EXCERPTED PASSAGE –
+ + + + +
Citation: R. v. Kennedy, 2008 NSPC 73

 

Date: December 10, 2008

Docket: 1848740; 1848741; 1848742;

1848743; 1878744; and 1878745

Registry: Sydney

 

 

Her Majesty the Queen

 

v.

 

James Kennedy

 

 

 

DECISION ON VOIR DIRE

 

 

 

Judge:                            The Honourable Judge Jamie S. Campbell

 

Heard:                            November 19 & 20, 2008

 

Oral  decision:                December 10, 2008

 

Charges:                         Fisheries Act section 78

 

Counsel:                         David Iannetti - Crown Attorney

Ralph Ripley - Defence Attorney


By the Court:

 

[1]     James Kennedy has been charged with failing to ensure that the VMS (Vessel Monitoring System) used on his fishing vessel was operational, contrary to ss. 22(7) of the Fishery (General) Regulations, SOR/93-186.

 

[2]     The Crown has sought to have entered as evidence a document produced by JouBeh Technologies Limited, as part of the MetTrac Vessel Monitoring System. The matter for determination in the voir dire, is the admissibility of that document. The issues are whether the document is one for which notice under s. 30 of the Canada Evidence Act is required, and if so, whether that notice should be waived by the court.

 

[3]     The document sought to be entered is a printout of a computer screen. It pertains to the vessel operated by the accused. The document contains a reference in the comment section of the document, alleged to have been entered on the system on  October 5, 2006. The comment reads: “James called to suspend”. One of the issues at trial will be whether Mr. Kennedy had a working VMS on his vessel. The comment is then of more than peripheral significance.

 


[4]     The document marked as Exhibit VD1 was provided to defense counsel the day before the commencement of the trial. The document was sought to be entered into evidence on the first day of the trial.  The Crown acknowledges that this was not within the time required under s. 30 of the Canada Evidence Act. The Crown asserts that the document is not one that would require notice to be given under s. 30. If it is, the Crown argues that the court should exercise its discretion to admit the document under ss. 30(7) of the Canada Evidence Act.
+ + + + +
Named-object pointing records:
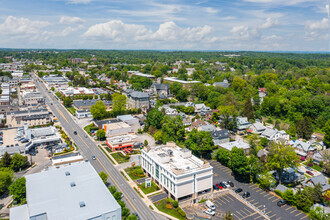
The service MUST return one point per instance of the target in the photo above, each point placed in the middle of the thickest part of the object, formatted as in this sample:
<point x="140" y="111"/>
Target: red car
<point x="309" y="172"/>
<point x="220" y="187"/>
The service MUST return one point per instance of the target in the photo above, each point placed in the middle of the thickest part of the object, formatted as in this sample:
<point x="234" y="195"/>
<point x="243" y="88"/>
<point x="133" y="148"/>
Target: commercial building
<point x="74" y="192"/>
<point x="33" y="99"/>
<point x="117" y="128"/>
<point x="31" y="117"/>
<point x="139" y="100"/>
<point x="179" y="173"/>
<point x="122" y="142"/>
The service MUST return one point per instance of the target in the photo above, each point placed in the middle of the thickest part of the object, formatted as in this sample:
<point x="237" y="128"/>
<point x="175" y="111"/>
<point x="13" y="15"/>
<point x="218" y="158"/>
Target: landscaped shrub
<point x="169" y="206"/>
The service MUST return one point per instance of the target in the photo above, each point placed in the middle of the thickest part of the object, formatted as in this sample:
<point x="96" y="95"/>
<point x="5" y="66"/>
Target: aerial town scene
<point x="164" y="110"/>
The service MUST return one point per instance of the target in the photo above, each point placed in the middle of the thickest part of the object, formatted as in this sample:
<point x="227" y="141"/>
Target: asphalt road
<point x="261" y="199"/>
<point x="88" y="148"/>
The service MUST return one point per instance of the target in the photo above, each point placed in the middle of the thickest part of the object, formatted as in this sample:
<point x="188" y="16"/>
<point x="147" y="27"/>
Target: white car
<point x="209" y="212"/>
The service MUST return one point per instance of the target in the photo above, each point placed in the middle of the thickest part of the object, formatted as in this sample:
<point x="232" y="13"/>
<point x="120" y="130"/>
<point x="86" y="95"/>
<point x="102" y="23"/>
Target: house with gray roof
<point x="162" y="90"/>
<point x="139" y="100"/>
<point x="315" y="180"/>
<point x="72" y="191"/>
<point x="257" y="128"/>
<point x="220" y="136"/>
<point x="242" y="123"/>
<point x="304" y="149"/>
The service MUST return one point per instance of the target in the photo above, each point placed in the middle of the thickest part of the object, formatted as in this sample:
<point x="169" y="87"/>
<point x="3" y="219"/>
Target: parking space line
<point x="271" y="216"/>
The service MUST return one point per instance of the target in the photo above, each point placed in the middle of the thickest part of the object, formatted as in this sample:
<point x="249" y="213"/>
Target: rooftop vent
<point x="82" y="204"/>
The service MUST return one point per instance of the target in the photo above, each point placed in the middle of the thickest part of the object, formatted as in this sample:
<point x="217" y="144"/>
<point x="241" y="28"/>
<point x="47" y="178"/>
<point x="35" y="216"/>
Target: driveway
<point x="264" y="201"/>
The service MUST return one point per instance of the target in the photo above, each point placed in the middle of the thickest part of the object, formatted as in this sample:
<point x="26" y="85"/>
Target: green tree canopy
<point x="98" y="110"/>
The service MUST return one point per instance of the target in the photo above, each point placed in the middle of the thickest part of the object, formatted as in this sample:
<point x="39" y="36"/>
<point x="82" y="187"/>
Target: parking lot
<point x="264" y="201"/>
<point x="240" y="210"/>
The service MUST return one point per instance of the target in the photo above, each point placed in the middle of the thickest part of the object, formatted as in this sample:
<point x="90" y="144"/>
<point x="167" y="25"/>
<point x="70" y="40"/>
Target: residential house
<point x="77" y="192"/>
<point x="239" y="144"/>
<point x="321" y="179"/>
<point x="257" y="128"/>
<point x="220" y="136"/>
<point x="242" y="123"/>
<point x="304" y="149"/>
<point x="162" y="90"/>
<point x="139" y="100"/>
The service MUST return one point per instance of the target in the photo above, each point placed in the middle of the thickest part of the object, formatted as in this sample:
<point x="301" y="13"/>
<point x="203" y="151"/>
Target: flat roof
<point x="176" y="158"/>
<point x="51" y="192"/>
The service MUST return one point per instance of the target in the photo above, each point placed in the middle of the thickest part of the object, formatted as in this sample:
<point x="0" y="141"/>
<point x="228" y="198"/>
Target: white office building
<point x="179" y="173"/>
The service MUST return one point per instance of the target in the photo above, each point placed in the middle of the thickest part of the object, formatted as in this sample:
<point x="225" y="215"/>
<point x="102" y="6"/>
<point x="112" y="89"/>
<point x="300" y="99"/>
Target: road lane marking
<point x="116" y="184"/>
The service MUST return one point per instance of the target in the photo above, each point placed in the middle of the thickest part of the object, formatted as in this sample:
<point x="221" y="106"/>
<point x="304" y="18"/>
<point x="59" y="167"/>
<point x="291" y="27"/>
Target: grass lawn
<point x="90" y="127"/>
<point x="152" y="188"/>
<point x="72" y="110"/>
<point x="130" y="172"/>
<point x="120" y="158"/>
<point x="161" y="206"/>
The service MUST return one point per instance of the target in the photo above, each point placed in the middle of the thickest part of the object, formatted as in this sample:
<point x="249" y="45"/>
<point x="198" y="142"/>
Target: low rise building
<point x="32" y="117"/>
<point x="139" y="100"/>
<point x="115" y="129"/>
<point x="72" y="192"/>
<point x="239" y="144"/>
<point x="122" y="142"/>
<point x="179" y="173"/>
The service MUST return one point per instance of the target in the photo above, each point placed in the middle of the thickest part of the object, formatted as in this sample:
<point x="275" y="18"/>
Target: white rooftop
<point x="51" y="194"/>
<point x="176" y="159"/>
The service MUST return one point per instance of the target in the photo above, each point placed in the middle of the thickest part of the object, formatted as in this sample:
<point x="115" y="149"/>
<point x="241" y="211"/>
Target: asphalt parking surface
+ + + + +
TASKS FOR THIS EXERCISE –
1) Determine whether each statement below agrees with the voir dire decision, answering yes or no and quoting the deciding words. (a) The document was given to defense counsel the day before the trial began. (b) The comment was allegedly entered on the system in 2008. (c) The Crown maintains that the document was provided within the time required under s. 30 of the Canada Evidence Act.
2) According to the voir dire decision, which company produced the document that the Crown sought to enter as evidence?
3) Carry the voir dire decision forward from its last paragraph, in the same judicial style.

TASK RESULTS –
1)
(a) Yes: "was provided to defense counsel the day before the commencement of the trial."
(b) No: "October 5, 2006."
(c) No: "The Crown acknowledges that this was not within the time required under s. 30 of the Canada Evidence Act."

2) JouBeh Technologies Limited produced it as part of the MetTrac Vessel Monitoring System.

3)
 

[5]     If the document is not one for which notice under s. 30 is required, it’s admissibility would be grounded in one of the exceptions to the hearsay rule.  The Supreme Court of Canada in R .v. Khan [1990] 2 S.C.R. 531 established the principled exception to the hearsay rule. The exception is based on the principle and policy that underlies the hearsay rule itself. It reflects and encompasses many of the older common law specific exceptions. The issue is whether there are circumstantial guarantees of reliability and necessity.

 

[6]     As Justice Cromwell noted in R .v. Wilcox [2001] N.S.J. No. 85, 2001 NSCA 45, 192 N.S.R. (2d) 159, 152 C.C.C. (3d) 157, 49 W.C.B. (2d) 198, before addressing the principled approach, the court should consider whether the document in question is admissible under statutory or traditional hearsay exceptions. The review of the traditional exceptions may help to inform the analysis under the principled approach. The common law rules themselves are based, to a great extent, on the same principles and policies considered as part of the more modern principled exception.

 


[7]     The common law exception under which this document is sought to be entered is referred to as the business records exception. The requirements for admission under that exception are as set out by the Alberta Court of Appeal in R. v. Monkhouse [1988] 1 W.W.R. 725. A document is admissible under the exception if it is an original entry made at the time of the event, in the routine of business, by a person who had a duty to make the record and who had no motive to misrepresent.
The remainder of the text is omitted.